→ Given request
Set down the material below in full, matching it exactly.

→ Extracted information
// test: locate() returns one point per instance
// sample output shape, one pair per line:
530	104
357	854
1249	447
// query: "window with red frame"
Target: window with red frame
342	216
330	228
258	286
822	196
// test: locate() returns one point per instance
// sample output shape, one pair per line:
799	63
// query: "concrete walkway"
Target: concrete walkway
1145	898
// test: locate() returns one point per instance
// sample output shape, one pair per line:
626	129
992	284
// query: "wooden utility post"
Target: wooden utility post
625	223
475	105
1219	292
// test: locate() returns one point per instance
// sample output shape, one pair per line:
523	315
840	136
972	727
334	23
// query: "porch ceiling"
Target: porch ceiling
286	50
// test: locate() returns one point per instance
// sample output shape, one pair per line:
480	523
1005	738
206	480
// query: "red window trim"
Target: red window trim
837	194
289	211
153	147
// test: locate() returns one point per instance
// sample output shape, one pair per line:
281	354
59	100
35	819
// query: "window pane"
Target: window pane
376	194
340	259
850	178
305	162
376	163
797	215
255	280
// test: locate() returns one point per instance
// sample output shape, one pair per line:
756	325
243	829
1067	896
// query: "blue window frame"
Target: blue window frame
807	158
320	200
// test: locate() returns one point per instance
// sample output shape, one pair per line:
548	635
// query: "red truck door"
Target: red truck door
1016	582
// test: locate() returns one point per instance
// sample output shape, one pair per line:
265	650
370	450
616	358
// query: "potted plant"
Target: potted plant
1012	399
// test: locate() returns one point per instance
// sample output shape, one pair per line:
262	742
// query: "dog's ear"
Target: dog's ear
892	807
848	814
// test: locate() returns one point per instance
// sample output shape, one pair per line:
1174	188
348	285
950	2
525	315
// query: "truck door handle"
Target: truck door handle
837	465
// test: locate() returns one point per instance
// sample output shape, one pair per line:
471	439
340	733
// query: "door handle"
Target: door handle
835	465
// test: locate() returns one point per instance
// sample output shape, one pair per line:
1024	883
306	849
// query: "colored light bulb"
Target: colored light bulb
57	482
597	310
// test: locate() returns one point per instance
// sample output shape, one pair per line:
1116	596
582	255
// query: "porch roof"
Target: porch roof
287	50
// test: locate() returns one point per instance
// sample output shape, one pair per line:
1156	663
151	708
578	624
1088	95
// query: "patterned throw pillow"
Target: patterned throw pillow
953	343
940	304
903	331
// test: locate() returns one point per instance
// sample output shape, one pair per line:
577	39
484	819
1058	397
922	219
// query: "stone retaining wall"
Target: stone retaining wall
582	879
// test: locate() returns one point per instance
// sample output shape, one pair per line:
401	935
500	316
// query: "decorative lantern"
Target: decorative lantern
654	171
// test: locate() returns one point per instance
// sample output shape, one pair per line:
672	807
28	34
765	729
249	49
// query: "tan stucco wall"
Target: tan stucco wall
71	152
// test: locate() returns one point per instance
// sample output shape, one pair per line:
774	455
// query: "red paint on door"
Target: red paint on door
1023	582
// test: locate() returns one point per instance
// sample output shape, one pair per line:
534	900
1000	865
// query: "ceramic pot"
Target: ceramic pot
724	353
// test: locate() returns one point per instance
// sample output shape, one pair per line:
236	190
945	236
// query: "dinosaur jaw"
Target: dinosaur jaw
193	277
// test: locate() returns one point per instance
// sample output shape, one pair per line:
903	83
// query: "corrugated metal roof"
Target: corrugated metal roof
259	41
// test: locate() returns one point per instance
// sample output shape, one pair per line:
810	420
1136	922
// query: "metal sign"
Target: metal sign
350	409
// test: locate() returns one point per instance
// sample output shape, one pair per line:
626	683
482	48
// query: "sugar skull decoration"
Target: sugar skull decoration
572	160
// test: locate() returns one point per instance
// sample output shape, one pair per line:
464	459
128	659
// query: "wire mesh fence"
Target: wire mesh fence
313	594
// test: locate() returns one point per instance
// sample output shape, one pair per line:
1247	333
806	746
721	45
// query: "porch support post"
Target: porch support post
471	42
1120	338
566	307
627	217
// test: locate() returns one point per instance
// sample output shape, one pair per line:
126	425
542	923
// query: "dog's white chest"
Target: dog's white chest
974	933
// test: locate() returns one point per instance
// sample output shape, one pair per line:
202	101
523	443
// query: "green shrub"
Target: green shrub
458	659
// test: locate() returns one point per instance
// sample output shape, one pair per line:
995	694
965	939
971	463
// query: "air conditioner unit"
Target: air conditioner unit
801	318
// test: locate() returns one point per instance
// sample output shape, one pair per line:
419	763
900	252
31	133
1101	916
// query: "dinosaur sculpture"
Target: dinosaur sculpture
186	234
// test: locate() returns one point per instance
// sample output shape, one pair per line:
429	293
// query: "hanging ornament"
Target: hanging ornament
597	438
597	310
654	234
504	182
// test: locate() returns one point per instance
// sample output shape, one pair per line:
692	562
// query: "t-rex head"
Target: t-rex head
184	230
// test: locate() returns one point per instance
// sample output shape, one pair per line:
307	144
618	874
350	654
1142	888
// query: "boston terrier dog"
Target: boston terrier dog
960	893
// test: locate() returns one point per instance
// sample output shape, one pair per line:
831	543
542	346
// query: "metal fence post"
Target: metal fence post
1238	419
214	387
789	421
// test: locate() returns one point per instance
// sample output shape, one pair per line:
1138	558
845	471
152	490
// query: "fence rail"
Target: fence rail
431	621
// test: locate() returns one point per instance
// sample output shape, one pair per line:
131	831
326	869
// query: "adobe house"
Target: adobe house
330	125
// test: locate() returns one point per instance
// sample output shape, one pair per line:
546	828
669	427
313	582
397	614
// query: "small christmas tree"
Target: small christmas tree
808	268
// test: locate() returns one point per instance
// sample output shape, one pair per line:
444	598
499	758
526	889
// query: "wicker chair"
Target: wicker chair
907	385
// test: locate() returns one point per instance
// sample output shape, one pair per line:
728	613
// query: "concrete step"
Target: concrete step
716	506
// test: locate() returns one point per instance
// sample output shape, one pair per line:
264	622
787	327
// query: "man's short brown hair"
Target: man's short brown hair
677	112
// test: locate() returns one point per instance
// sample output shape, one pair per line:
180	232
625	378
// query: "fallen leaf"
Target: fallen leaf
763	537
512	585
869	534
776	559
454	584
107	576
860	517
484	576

→ Exercise output
// test: locate() returns one point per instance
// sample output shape, one pair per line:
530	104
357	854
1249	447
// query: "window with red frame"
Target: window with red frame
342	216
330	228
258	286
822	196
// test: locate() returns one point per instance
// sample output shape, one pair per line:
799	63
// query: "concrete walkway"
Target: concrete walkway
1145	898
// test: locate() returns one point per instance
// sample output shape, one pair per line:
626	129
992	284
// query: "wooden utility post"
Target: wooden utility post
625	223
475	105
1219	292
// test: locate() returns one point per instance
// sample output shape, one pair per line:
523	315
840	136
972	727
334	23
// query: "porch ceiling"
Target: porch ceiling
286	50
// test: locate() returns one point per instance
// sample output shape, one pair per line:
480	523
1005	738
206	480
// query: "red window trim"
Target: red window trim
837	194
289	211
153	147
// test: locate() returns one point per instance
// sample output shape, one pair per line:
281	354
59	100
35	819
// query: "window pane"
Target: window pane
376	194
340	259
850	178
305	162
376	163
797	215
255	280
// test: locate() returns one point per instance
// sample output shape, one pair per line:
756	325
243	829
1067	896
// query: "blue window frame"
Target: blue window frame
807	158
320	200
// test: locate() returns one point per instance
// sample output shape, one pair per line:
548	635
// query: "red truck door"
Target: red truck door
1016	582
// test: locate() returns one point per instance
// sample output shape, one pair per line:
265	650
370	450
616	358
// query: "potted plant"
Target: potted plant
1012	399
// test: locate() returns one point per instance
// sample output shape, one pair per line:
262	742
// query: "dog's ear"
Target: dog's ear
892	807
848	814
// test: locate() returns one point per instance
// sample output shape, one pair per line:
1174	188
348	285
950	2
525	315
// query: "truck door handle"
Target: truck door handle
837	465
// test: locate() returns one point per instance
// sample output shape, one pair per line:
471	439
340	733
// query: "door handle"
Target: door handle
835	465
// test: locate() returns one point per instance
// sample output shape, one pair per line:
1024	883
306	849
// query: "colored light bulb"
Target: colored light bulb
57	482
597	310
// test: locate() returns one point per instance
// sample output shape, one pair per line:
1116	596
582	255
// query: "porch roof"
Target: porch roof
287	50
// test: locate() returns one point per instance
// sample output shape, one pair per line:
1156	663
151	708
578	624
1088	95
// query: "patterned throw pillow"
Target: patterned throw pillow
953	343
940	304
903	331
// test: locate() returns one point per instance
// sample output shape, one pair per line:
577	39
484	819
1058	397
922	219
// query: "stone retaining wall"
Target: stone retaining wall
582	879
// test: locate() returns one point per instance
// sample output shape, one pair per line:
401	935
500	316
// query: "decorative lantern"
Target: decorative lantern
654	171
// test: locate() returns one point per instance
// sample output shape, one pair per line:
672	807
28	34
765	729
249	49
// query: "tan stucco wall"
Target: tan stucco wall
71	152
// test: locate() returns one point per instance
// sample output shape, one pair per line:
774	455
// query: "red paint on door"
Target: red paint on door
1023	582
// test: locate() returns one point per instance
// sample output shape, one pair per line:
534	900
1000	865
// query: "ceramic pot"
Target: ceramic pot
724	353
// test: locate() returns one point per instance
// sample output shape, one pair per line:
236	190
945	236
// query: "dinosaur jaw"
Target: dinosaur jaw
193	277
// test: locate() returns one point per instance
// sample output shape, one pair per line:
903	83
// query: "corrugated metal roof"
Target: corrugated metal roof
259	41
// test: locate() returns one point per instance
// sample output shape, one pair per line:
810	420
1136	922
// query: "metal sign"
Target: metal sign
350	409
// test: locate() returns one point per instance
// sample output shape, one pair per line:
626	683
482	48
// query: "sugar skull decoration"
Target: sugar skull decoration
572	160
// test: locate() returns one point per instance
// sample output shape, one pair per line:
464	459
128	659
// query: "wire mesh fence"
Target: wire mesh fence
313	594
// test: locate() returns one point per instance
// sample output shape, one pair per line:
1247	333
806	746
721	45
// query: "porch support post"
Target: porch support post
471	42
1120	338
566	307
627	217
// test: locate() returns one point per instance
// sample output shape, one pair per line:
126	425
542	923
// query: "dog's white chest"
Target: dog's white chest
974	933
// test: locate() returns one point per instance
// sample output shape, one pair per line:
202	101
523	443
// query: "green shrub"
Target: green shrub
458	659
// test: locate() returns one point per instance
// sample output shape, one pair per line:
995	694
965	939
971	463
// query: "air conditioner unit"
Target: air conditioner unit
801	318
// test: locate() returns one point per instance
// sample output shape, one pair per line:
419	763
900	252
31	133
1101	916
// query: "dinosaur sculpture"
Target: dinosaur sculpture
186	234
// test: locate() returns one point per instance
// sample output shape, one pair per line:
429	293
// query: "hanging ornament"
Target: hanging ornament
597	438
597	310
654	234
504	182
// test: locate() returns one point per instance
// sample output shape, one pair per line:
692	562
// query: "t-rex head"
Target: t-rex head
184	230
// test: locate() returns one point per instance
// sample output shape, one pair per line:
307	144
618	874
350	654
1142	888
// query: "boston terrier dog"
Target: boston terrier dog
960	893
// test: locate() returns one point per instance
// sample output shape, one pair per line:
831	543
542	346
// query: "metal fence post"
Target: metal fence post
1238	419
214	387
789	421
// test: locate() returns one point per instance
// sample output shape, one pair per line:
1138	558
845	471
152	490
// query: "fence rail"
Target: fence rail
431	621
// test: locate() returns one point per instance
// sample output shape, one pair per line:
131	831
326	869
// query: "adobe house"
Target: adobe house
330	125
// test: locate() returns one point per instance
// sample output shape, one pair per line:
546	828
669	427
313	582
397	614
// query: "small christmas tree"
Target: small christmas tree
808	268
// test: locate() returns one point per instance
// sample output shape, one pair per line:
444	598
499	758
526	889
// query: "wicker chair"
Target: wicker chair
907	385
// test: locate() returns one point per instance
// sample output shape, one pair per line:
728	613
// query: "concrete step"
Target: concrete step
716	506
// test: locate() returns one point per instance
// sample output shape, one pair per line:
264	622
787	327
// query: "man's short brown hair"
Target: man's short brown hair
677	112
// test: locate() returns one point per instance
// sample output shape, one pair per line:
180	232
625	378
// query: "fallen leaf"
Target: fallen leaf
763	537
512	585
869	534
776	559
454	584
107	576
860	517
484	576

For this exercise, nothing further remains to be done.